*EXCERPTED TEXT:*
Golden Breeze

winter grief’s melted
by golden breeze through green shade
sparkling  pool of tears

Kim M. Russell, 2017

Summer Stars

My response to Carpe Diem’s Time Travel, Ancient Japanese Poetry To Inspire You #1 little I should grieve

Chèvrefeuille welcomes us to a new feature for ‘weekend meditation’, in which he takes us back to a time when poetry was an art only for the higher classes of Japan. He tells us that a lot of those poems were collected in anthologies like the Kokinshu (or Kokin Wakashu – 920 AD) or the Man’yoshu (Collection of Ten Thousand Leaves – 745 AD. Each week, Chèvrefeuille plans to give us some background on the anthologies, share a few examples and give us a poem for our inspiration.

In this first episode, he has chosen a poem from the Man’yoshu or ‘Collection of Ten Thousand Leaves’, an anthology of ancient Japanese poems compiled c. 759 CE during the Nara Period, which is regarded as a literary classic. It consists of 4,496 poems organized into 20 books, the vast majority being in the waka (aka waku) style: each poem has precisely 31 syllables in five lines (5+7+5+7+7).  262 poems are written in the longer nagauta style, which can have up to 200 lines. There are also 62 sedoka poems (six-line poems of 38 syllables) and four poems written in Chinese. The poems come in three broad thematic categories; zoka (miscellaneous), somon (mutual inquiries or love poems), and banka (elegies). They cover a period of four centuries and it is likely they were intended to be sung.

*SUPPLIED INFORMATION:*
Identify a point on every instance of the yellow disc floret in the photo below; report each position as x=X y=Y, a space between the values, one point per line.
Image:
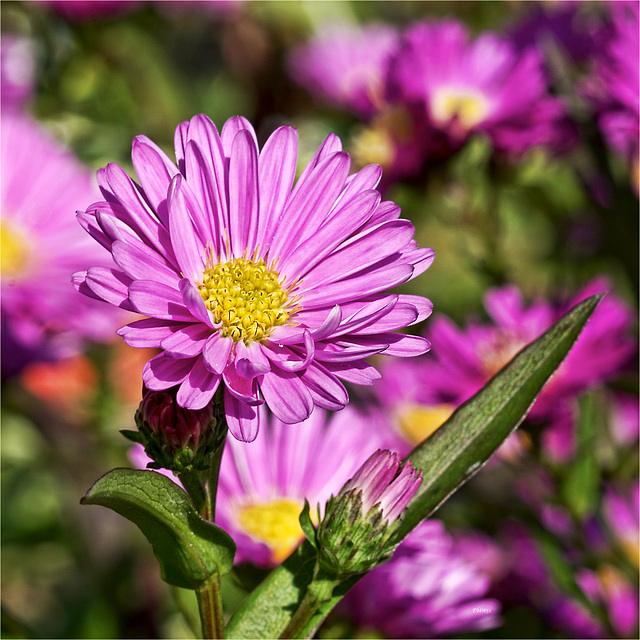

*TASK REQUIREMENTS:*
Reproduce the whole Golden Breeze text word for word, from its title through its last sentence.

*EXPECTED ANSWER:*
Golden Breeze

winter grief’s melted
by golden breeze through green shade
sparkling  pool of tears

Kim M. Russell, 2017

Summer Stars

My response to Carpe Diem’s Time Travel, Ancient Japanese Poetry To Inspire You #1 little I should grieve

Chèvrefeuille welcomes us to a new feature for ‘weekend meditation’, in which he takes us back to a time when poetry was an art only for the higher classes of Japan. He tells us that a lot of those poems were collected in anthologies like the Kokinshu (or Kokin Wakashu – 920 AD) or the Man’yoshu (Collection of Ten Thousand Leaves – 745 AD. Each week, Chèvrefeuille plans to give us some background on the anthologies, share a few examples and give us a poem for our inspiration.

In this first episode, he has chosen a poem from the Man’yoshu or ‘Collection of Ten Thousand Leaves’, an anthology of ancient Japanese poems compiled c. 759 CE during the Nara Period, which is regarded as a literary classic. It consists of 4,496 poems organized into 20 books, the vast majority being in the waka (aka waku) style: each poem has precisely 31 syllables in five lines (5+7+5+7+7).  262 poems are written in the longer nagauta style, which can have up to 200 lines. There are also 62 sedoka poems (six-line poems of 38 syllables) and four poems written in Chinese. The poems come in three broad thematic categories; zoka (miscellaneous), somon (mutual inquiries or love poems), and banka (elegies). They cover a period of four centuries and it is likely they were intended to be sung.